* START INFORMATION SHOWN *

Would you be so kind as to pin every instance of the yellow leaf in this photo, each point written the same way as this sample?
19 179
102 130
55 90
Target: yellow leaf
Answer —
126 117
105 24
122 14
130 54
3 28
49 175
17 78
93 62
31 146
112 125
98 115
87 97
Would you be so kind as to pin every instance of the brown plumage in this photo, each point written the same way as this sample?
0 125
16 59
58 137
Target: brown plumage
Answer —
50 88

* END INFORMATION SHOWN *

> [TASK GOAL]
Lay out the lines of the items as a JSON list of strings, one string per line, omitting blank lines. Begin at the line that contains "of the brown" and continue through the final line of the items, including both.

> [RESPONSE FOR THIS EXERCISE]
[
  "Would you be so kind as to pin every instance of the brown plumage in this photo, each point written the same way as this sample?",
  "0 125",
  "16 59",
  "58 137",
  "Target: brown plumage",
  "Answer —",
  "50 88"
]